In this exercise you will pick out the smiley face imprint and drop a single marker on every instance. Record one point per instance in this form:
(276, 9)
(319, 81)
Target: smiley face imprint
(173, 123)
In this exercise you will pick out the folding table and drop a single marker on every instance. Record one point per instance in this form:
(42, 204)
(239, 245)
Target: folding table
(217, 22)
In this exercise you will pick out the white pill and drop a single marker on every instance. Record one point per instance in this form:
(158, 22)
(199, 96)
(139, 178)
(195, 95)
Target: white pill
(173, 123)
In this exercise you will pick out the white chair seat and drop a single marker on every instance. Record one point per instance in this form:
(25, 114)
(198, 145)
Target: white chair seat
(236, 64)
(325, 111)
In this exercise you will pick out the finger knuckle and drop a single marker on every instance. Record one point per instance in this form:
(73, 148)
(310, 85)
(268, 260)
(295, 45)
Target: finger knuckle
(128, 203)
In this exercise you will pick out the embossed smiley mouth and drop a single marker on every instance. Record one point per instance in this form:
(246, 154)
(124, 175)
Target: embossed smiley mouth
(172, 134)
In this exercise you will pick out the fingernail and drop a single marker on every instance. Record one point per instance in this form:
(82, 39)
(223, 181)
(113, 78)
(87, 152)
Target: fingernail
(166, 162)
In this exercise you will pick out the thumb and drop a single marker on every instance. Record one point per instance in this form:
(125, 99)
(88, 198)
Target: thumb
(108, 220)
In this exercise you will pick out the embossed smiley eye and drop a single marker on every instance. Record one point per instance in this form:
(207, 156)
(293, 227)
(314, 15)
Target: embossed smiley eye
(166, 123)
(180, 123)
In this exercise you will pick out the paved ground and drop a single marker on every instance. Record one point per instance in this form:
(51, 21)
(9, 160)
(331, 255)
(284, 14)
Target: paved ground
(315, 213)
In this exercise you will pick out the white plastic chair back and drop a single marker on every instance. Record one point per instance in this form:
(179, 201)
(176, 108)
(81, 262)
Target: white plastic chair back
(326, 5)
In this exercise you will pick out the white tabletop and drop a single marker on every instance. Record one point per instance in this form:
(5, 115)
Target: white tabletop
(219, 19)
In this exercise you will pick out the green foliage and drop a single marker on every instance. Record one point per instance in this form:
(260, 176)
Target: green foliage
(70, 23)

- - -

**The task:**
Copy out every entry again, exactly as it was given.

**Result below:**
In this exercise you will pick out the smiley face imprint and drop a single marker on every instance. Record one point per instance in this form:
(276, 9)
(319, 81)
Target: smiley face imprint
(173, 123)
In this exercise you will pick out the folding table and drop a single marker on every instance. Record one point per instance in this form:
(42, 204)
(239, 245)
Target: folding table
(217, 22)
In this exercise you will pick out the white pill and drop a single marker on every instance. Record one point per instance in this form:
(158, 22)
(199, 96)
(139, 178)
(195, 95)
Target: white pill
(173, 123)
In this exercise you will pick out the white chair seat and drop a single marker on every instance. Record one point per instance in this form:
(25, 114)
(198, 145)
Target: white chair seat
(236, 64)
(325, 111)
In this exercise you will pick out the finger knuckle and drop a single marker on every instance. Record one point per instance in this form:
(73, 148)
(310, 85)
(268, 260)
(295, 45)
Target: finger knuckle
(128, 203)
In this exercise you will pick out the embossed smiley mouth and drop a single marker on every instance. Record one point per instance in this form:
(246, 154)
(124, 175)
Target: embossed smiley mouth
(172, 134)
In this exercise you will pick out the fingernail and drop a single marker on every instance. Record one point per instance in this form:
(82, 39)
(223, 181)
(113, 78)
(87, 152)
Target: fingernail
(166, 162)
In this exercise you will pick out the thumb and drop a single marker on every instance. Record one point per instance in this form:
(125, 99)
(88, 198)
Target: thumb
(108, 220)
In this exercise you will pick out the embossed smiley eye and drop a single marker on every instance. Record one point per instance in this form:
(207, 156)
(293, 227)
(314, 15)
Target: embossed smiley eye
(166, 123)
(180, 123)
In this exercise you will pick out the paved ground and drop a single marker on every instance. Record one point per instance in this form:
(51, 21)
(9, 160)
(331, 255)
(284, 14)
Target: paved ground
(315, 213)
In this exercise you will pick out the white plastic chair back and drop a single marker on every instance. Record one point per instance in this form:
(179, 201)
(176, 108)
(81, 262)
Target: white plastic chair back
(326, 5)
In this exercise you will pick out the white tabletop and drop a single marker on every instance. Record one point per instance in this form:
(5, 115)
Target: white tabletop
(219, 19)
In this exercise you will pick out the green foliage and drop a single marker on every instance. Record one point per instance in this form:
(260, 176)
Target: green foliage
(70, 23)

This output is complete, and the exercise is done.